* _What is asked_
Rewrite only the rows from the line with "subject: green tree cluster" up to and including the line with "265 190 L 269", requests included, scaling every coordinate in the answer outlines by 1.35 and rounding to whole numbers with halves rounded up. Leave the requests and their sample outputs unscaled.

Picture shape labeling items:
--- start ---

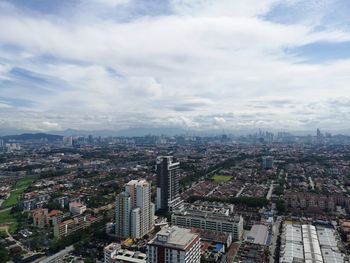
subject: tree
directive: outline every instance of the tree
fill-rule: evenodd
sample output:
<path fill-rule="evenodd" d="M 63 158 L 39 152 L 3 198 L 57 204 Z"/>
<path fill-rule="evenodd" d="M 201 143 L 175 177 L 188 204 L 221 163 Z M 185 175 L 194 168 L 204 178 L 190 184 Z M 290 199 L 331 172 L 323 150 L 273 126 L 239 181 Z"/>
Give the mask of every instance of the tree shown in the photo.
<path fill-rule="evenodd" d="M 0 263 L 5 263 L 5 262 L 8 262 L 10 260 L 10 256 L 9 256 L 9 253 L 8 251 L 1 247 L 0 248 Z"/>

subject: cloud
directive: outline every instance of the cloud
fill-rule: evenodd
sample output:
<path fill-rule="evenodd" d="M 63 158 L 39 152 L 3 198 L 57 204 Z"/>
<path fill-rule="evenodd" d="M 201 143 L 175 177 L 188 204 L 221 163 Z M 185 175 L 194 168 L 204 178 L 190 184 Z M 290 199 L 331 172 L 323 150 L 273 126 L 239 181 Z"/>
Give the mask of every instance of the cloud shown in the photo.
<path fill-rule="evenodd" d="M 136 0 L 82 1 L 71 17 L 61 12 L 65 4 L 34 15 L 2 2 L 6 125 L 313 129 L 322 118 L 331 122 L 327 111 L 344 117 L 343 104 L 326 102 L 350 99 L 350 60 L 345 49 L 327 59 L 315 49 L 346 47 L 344 28 L 299 17 L 282 23 L 273 19 L 277 0 L 162 1 L 156 15 L 151 2 L 141 10 Z M 300 2 L 283 1 L 283 12 Z M 330 10 L 309 8 L 323 17 Z"/>

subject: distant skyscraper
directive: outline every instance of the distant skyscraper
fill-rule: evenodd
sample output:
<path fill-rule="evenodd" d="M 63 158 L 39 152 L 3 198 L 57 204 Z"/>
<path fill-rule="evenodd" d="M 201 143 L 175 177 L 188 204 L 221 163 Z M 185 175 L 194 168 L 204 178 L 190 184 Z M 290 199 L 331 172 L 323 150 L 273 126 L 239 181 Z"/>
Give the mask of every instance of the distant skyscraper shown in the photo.
<path fill-rule="evenodd" d="M 154 204 L 151 185 L 146 180 L 132 180 L 125 192 L 116 197 L 116 235 L 141 238 L 153 227 Z"/>
<path fill-rule="evenodd" d="M 157 210 L 171 212 L 181 207 L 179 194 L 179 162 L 172 156 L 158 156 L 157 169 Z"/>
<path fill-rule="evenodd" d="M 321 133 L 320 129 L 316 130 L 316 141 L 317 143 L 323 143 L 323 134 Z"/>
<path fill-rule="evenodd" d="M 262 157 L 262 167 L 264 169 L 273 168 L 273 157 L 272 156 L 263 156 Z"/>

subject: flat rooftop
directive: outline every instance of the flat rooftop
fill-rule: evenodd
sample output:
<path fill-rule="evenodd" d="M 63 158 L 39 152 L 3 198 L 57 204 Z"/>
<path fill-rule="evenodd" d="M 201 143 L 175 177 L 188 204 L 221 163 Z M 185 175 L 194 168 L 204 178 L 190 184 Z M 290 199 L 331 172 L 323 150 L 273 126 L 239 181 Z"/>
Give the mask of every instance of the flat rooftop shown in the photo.
<path fill-rule="evenodd" d="M 198 234 L 192 233 L 190 229 L 177 226 L 163 228 L 149 244 L 186 249 Z"/>

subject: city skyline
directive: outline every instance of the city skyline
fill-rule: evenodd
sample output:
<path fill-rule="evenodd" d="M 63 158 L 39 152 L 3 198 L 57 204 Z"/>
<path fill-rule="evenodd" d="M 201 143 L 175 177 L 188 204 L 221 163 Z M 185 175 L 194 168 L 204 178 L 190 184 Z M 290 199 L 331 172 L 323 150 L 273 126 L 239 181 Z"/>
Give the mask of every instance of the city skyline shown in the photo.
<path fill-rule="evenodd" d="M 0 129 L 347 131 L 345 0 L 0 3 Z"/>

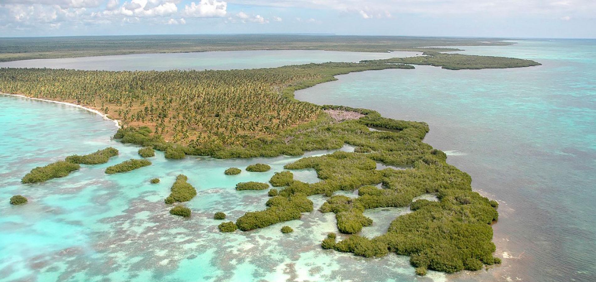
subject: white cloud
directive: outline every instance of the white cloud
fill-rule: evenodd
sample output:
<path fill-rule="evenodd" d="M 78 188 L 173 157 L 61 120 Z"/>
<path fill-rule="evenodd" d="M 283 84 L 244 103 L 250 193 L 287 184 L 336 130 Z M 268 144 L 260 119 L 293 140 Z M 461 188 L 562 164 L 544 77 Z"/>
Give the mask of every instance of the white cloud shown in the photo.
<path fill-rule="evenodd" d="M 110 0 L 108 1 L 108 3 L 105 4 L 105 8 L 110 11 L 116 10 L 116 8 L 118 8 L 118 4 L 119 4 L 119 0 Z"/>
<path fill-rule="evenodd" d="M 236 15 L 236 16 L 243 20 L 246 20 L 247 18 L 249 18 L 249 15 L 247 15 L 246 13 L 241 11 L 240 11 L 240 12 L 238 13 Z"/>
<path fill-rule="evenodd" d="M 184 20 L 184 18 L 181 18 L 178 20 L 170 18 L 170 20 L 166 23 L 167 24 L 185 24 L 186 21 Z"/>
<path fill-rule="evenodd" d="M 227 14 L 228 3 L 218 0 L 201 0 L 198 4 L 191 2 L 185 5 L 182 14 L 187 17 L 209 18 L 225 17 Z"/>

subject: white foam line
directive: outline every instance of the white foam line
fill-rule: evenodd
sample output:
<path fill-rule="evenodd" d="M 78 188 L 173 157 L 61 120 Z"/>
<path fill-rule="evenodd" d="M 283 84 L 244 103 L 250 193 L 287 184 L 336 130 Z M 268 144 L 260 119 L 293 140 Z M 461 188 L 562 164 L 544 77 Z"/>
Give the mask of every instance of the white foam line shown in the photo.
<path fill-rule="evenodd" d="M 8 94 L 7 93 L 1 93 L 1 92 L 0 92 L 0 94 L 2 94 L 3 95 L 8 95 L 8 96 L 17 96 L 21 97 L 21 98 L 23 98 L 32 99 L 33 99 L 33 100 L 38 100 L 38 101 L 40 101 L 50 102 L 52 102 L 52 103 L 61 104 L 63 104 L 63 105 L 67 105 L 69 106 L 76 106 L 77 108 L 80 108 L 81 109 L 85 109 L 86 111 L 90 111 L 91 112 L 94 112 L 95 114 L 100 115 L 101 117 L 104 118 L 104 120 L 107 120 L 112 121 L 114 122 L 114 124 L 116 124 L 116 127 L 118 127 L 119 129 L 120 128 L 120 123 L 119 123 L 119 121 L 117 120 L 112 120 L 111 118 L 108 118 L 108 116 L 107 116 L 107 115 L 104 114 L 104 113 L 103 113 L 103 112 L 100 112 L 100 111 L 98 111 L 97 109 L 91 109 L 90 108 L 87 108 L 87 107 L 85 107 L 85 106 L 81 106 L 80 105 L 77 105 L 76 104 L 72 104 L 72 103 L 67 103 L 66 102 L 55 101 L 54 100 L 48 100 L 47 99 L 34 98 L 33 97 L 27 97 L 26 96 L 23 96 L 23 95 L 21 95 L 20 94 Z"/>

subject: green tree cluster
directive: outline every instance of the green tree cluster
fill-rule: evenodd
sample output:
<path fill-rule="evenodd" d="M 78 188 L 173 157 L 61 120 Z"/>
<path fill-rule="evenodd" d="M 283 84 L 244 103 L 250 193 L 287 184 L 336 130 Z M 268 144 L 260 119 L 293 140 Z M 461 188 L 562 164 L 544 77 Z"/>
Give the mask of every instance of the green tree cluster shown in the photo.
<path fill-rule="evenodd" d="M 242 172 L 240 168 L 236 167 L 231 167 L 225 170 L 224 173 L 226 176 L 235 176 L 236 174 L 240 174 Z"/>
<path fill-rule="evenodd" d="M 176 206 L 170 209 L 170 214 L 183 217 L 190 217 L 190 209 L 184 206 Z"/>
<path fill-rule="evenodd" d="M 188 178 L 184 174 L 176 177 L 176 181 L 172 185 L 171 192 L 164 200 L 166 203 L 174 203 L 176 202 L 188 202 L 197 196 L 197 190 L 187 182 Z"/>
<path fill-rule="evenodd" d="M 118 150 L 108 147 L 103 150 L 85 155 L 73 155 L 66 157 L 66 161 L 73 164 L 94 165 L 105 164 L 110 158 L 118 155 Z"/>
<path fill-rule="evenodd" d="M 14 195 L 10 198 L 10 204 L 18 205 L 27 203 L 27 198 L 21 195 Z"/>
<path fill-rule="evenodd" d="M 243 190 L 265 190 L 269 188 L 269 184 L 262 182 L 255 182 L 253 181 L 248 182 L 240 182 L 236 184 L 236 190 L 241 191 Z"/>
<path fill-rule="evenodd" d="M 138 151 L 139 155 L 142 158 L 151 158 L 152 156 L 155 156 L 155 151 L 153 148 L 149 146 L 143 147 L 139 149 Z"/>
<path fill-rule="evenodd" d="M 118 164 L 108 167 L 105 168 L 105 173 L 113 174 L 114 173 L 126 173 L 141 168 L 143 167 L 151 165 L 151 162 L 147 159 L 131 159 Z"/>
<path fill-rule="evenodd" d="M 254 164 L 246 167 L 247 171 L 263 173 L 271 169 L 271 167 L 265 164 Z"/>

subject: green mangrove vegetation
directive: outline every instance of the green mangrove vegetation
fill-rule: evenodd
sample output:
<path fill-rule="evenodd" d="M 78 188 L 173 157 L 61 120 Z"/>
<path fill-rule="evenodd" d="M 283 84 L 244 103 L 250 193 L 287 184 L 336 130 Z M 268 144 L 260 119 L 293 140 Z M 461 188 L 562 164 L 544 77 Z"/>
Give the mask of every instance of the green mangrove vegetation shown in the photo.
<path fill-rule="evenodd" d="M 508 45 L 491 38 L 437 38 L 305 35 L 131 35 L 10 37 L 0 40 L 0 62 L 147 53 L 235 50 L 328 50 L 387 52 L 457 51 L 420 46 Z"/>
<path fill-rule="evenodd" d="M 151 165 L 151 162 L 147 159 L 131 159 L 120 164 L 107 167 L 105 168 L 105 173 L 113 174 L 114 173 L 126 173 L 137 168 L 141 168 L 143 167 Z"/>
<path fill-rule="evenodd" d="M 460 67 L 470 64 L 458 59 L 473 59 L 447 55 L 420 59 L 452 60 L 453 64 L 443 66 Z M 494 62 L 491 58 L 473 59 Z M 308 197 L 321 195 L 328 198 L 319 210 L 334 213 L 337 230 L 349 234 L 338 241 L 334 233 L 330 233 L 321 243 L 324 249 L 365 257 L 408 255 L 420 274 L 427 270 L 476 270 L 499 263 L 493 257 L 491 227 L 498 218 L 498 203 L 473 192 L 469 175 L 447 164 L 445 153 L 423 142 L 429 131 L 426 123 L 293 98 L 294 91 L 335 80 L 334 75 L 414 67 L 393 62 L 205 71 L 2 68 L 0 90 L 100 109 L 122 121 L 123 127 L 114 138 L 164 152 L 169 158 L 187 155 L 217 158 L 299 156 L 308 151 L 353 146 L 358 148 L 355 152 L 337 151 L 287 164 L 284 168 L 289 171 L 314 170 L 321 181 L 306 183 L 294 180 L 290 171 L 276 173 L 269 182 L 279 188 L 269 190 L 265 209 L 246 212 L 235 223 L 222 223 L 218 228 L 222 232 L 248 231 L 298 220 L 313 210 Z M 407 169 L 377 170 L 377 162 Z M 77 164 L 63 163 L 78 168 Z M 270 169 L 265 164 L 251 167 L 247 170 Z M 58 167 L 37 174 L 51 178 L 54 170 L 60 170 Z M 186 176 L 178 176 L 166 203 L 188 201 L 196 195 L 187 180 Z M 382 188 L 375 186 L 381 183 Z M 249 182 L 238 183 L 236 189 L 268 188 L 267 183 Z M 340 190 L 358 190 L 358 196 L 334 195 Z M 426 193 L 436 195 L 439 201 L 412 202 Z M 372 223 L 364 215 L 366 209 L 408 206 L 412 212 L 397 217 L 386 233 L 372 238 L 358 234 Z"/>
<path fill-rule="evenodd" d="M 118 150 L 108 147 L 103 150 L 98 150 L 88 155 L 73 155 L 66 157 L 66 161 L 73 164 L 94 165 L 105 164 L 110 158 L 118 155 Z"/>
<path fill-rule="evenodd" d="M 269 182 L 273 187 L 287 186 L 294 181 L 294 174 L 288 171 L 275 173 Z"/>
<path fill-rule="evenodd" d="M 38 183 L 53 178 L 64 177 L 70 173 L 80 168 L 78 164 L 66 161 L 58 161 L 45 167 L 38 167 L 21 179 L 23 183 Z"/>
<path fill-rule="evenodd" d="M 291 227 L 289 227 L 288 225 L 285 225 L 285 226 L 284 226 L 283 227 L 281 227 L 281 233 L 282 233 L 286 234 L 286 233 L 291 233 L 292 232 L 294 232 L 294 230 L 292 229 Z"/>
<path fill-rule="evenodd" d="M 228 221 L 226 223 L 220 223 L 218 225 L 218 228 L 221 232 L 228 233 L 236 231 L 238 227 L 236 226 L 236 224 L 234 223 L 234 221 Z"/>
<path fill-rule="evenodd" d="M 269 188 L 268 184 L 253 181 L 240 182 L 236 184 L 236 190 L 238 191 L 243 190 L 265 190 L 267 188 Z"/>
<path fill-rule="evenodd" d="M 184 206 L 176 206 L 170 209 L 170 214 L 183 217 L 190 217 L 190 209 Z"/>
<path fill-rule="evenodd" d="M 151 147 L 145 146 L 138 151 L 139 155 L 141 158 L 151 158 L 152 156 L 155 156 L 155 151 Z"/>
<path fill-rule="evenodd" d="M 21 195 L 14 195 L 10 198 L 10 204 L 18 205 L 27 203 L 27 198 Z"/>
<path fill-rule="evenodd" d="M 271 167 L 265 164 L 254 164 L 246 167 L 247 171 L 253 171 L 256 173 L 263 173 L 268 171 L 269 170 L 271 169 Z"/>
<path fill-rule="evenodd" d="M 188 178 L 184 174 L 180 174 L 176 177 L 176 181 L 172 185 L 171 192 L 166 198 L 164 202 L 167 204 L 174 203 L 176 202 L 188 202 L 197 196 L 197 190 L 190 183 L 187 182 Z"/>
<path fill-rule="evenodd" d="M 226 176 L 235 176 L 236 174 L 240 174 L 242 171 L 240 168 L 236 167 L 231 167 L 225 170 L 224 173 Z"/>
<path fill-rule="evenodd" d="M 392 58 L 374 60 L 362 60 L 362 62 L 386 62 L 429 65 L 441 67 L 447 70 L 480 70 L 482 68 L 509 68 L 535 67 L 541 64 L 531 59 L 522 59 L 493 56 L 477 56 L 457 54 L 426 51 L 424 56 L 406 58 Z"/>
<path fill-rule="evenodd" d="M 217 212 L 213 215 L 213 219 L 222 220 L 225 219 L 225 214 L 222 212 Z"/>

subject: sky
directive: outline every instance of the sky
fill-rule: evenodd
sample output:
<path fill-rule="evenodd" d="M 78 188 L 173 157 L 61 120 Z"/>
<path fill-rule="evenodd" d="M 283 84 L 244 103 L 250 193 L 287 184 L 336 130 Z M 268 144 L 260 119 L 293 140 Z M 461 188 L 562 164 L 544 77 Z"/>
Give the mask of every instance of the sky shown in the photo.
<path fill-rule="evenodd" d="M 596 0 L 0 0 L 0 37 L 221 33 L 596 38 Z"/>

--- end ---

* _Full solution_
subject: green tree cluster
directive: outline every instance of the green tree cluster
fill-rule: evenodd
sample output:
<path fill-rule="evenodd" d="M 78 188 L 173 157 L 61 120 Z"/>
<path fill-rule="evenodd" d="M 283 84 L 244 103 L 250 193 L 287 184 L 336 130 Z M 268 144 L 260 119 L 293 140 Z M 461 188 L 562 164 L 544 77 Z"/>
Give the mask of every instance of the green tree cluster shown in the photo.
<path fill-rule="evenodd" d="M 327 232 L 324 227 L 319 225 L 312 225 L 304 230 L 302 234 L 305 238 L 317 238 L 319 235 L 324 235 Z"/>
<path fill-rule="evenodd" d="M 238 278 L 230 282 L 230 289 L 247 293 L 257 293 L 257 282 L 248 278 Z"/>
<path fill-rule="evenodd" d="M 254 240 L 248 235 L 238 239 L 238 244 L 232 250 L 231 259 L 221 270 L 224 274 L 235 274 L 238 273 L 254 273 L 266 265 L 266 257 L 252 246 Z"/>
<path fill-rule="evenodd" d="M 159 203 L 146 198 L 139 203 L 115 209 L 99 209 L 89 212 L 89 217 L 99 221 L 127 223 L 142 221 L 149 213 L 159 209 Z"/>
<path fill-rule="evenodd" d="M 19 263 L 14 267 L 14 275 L 24 277 L 36 274 L 36 267 L 28 263 Z"/>
<path fill-rule="evenodd" d="M 328 257 L 358 257 L 363 254 L 363 248 L 354 246 L 344 246 L 342 244 L 335 246 L 324 246 L 319 248 L 319 257 L 325 258 Z"/>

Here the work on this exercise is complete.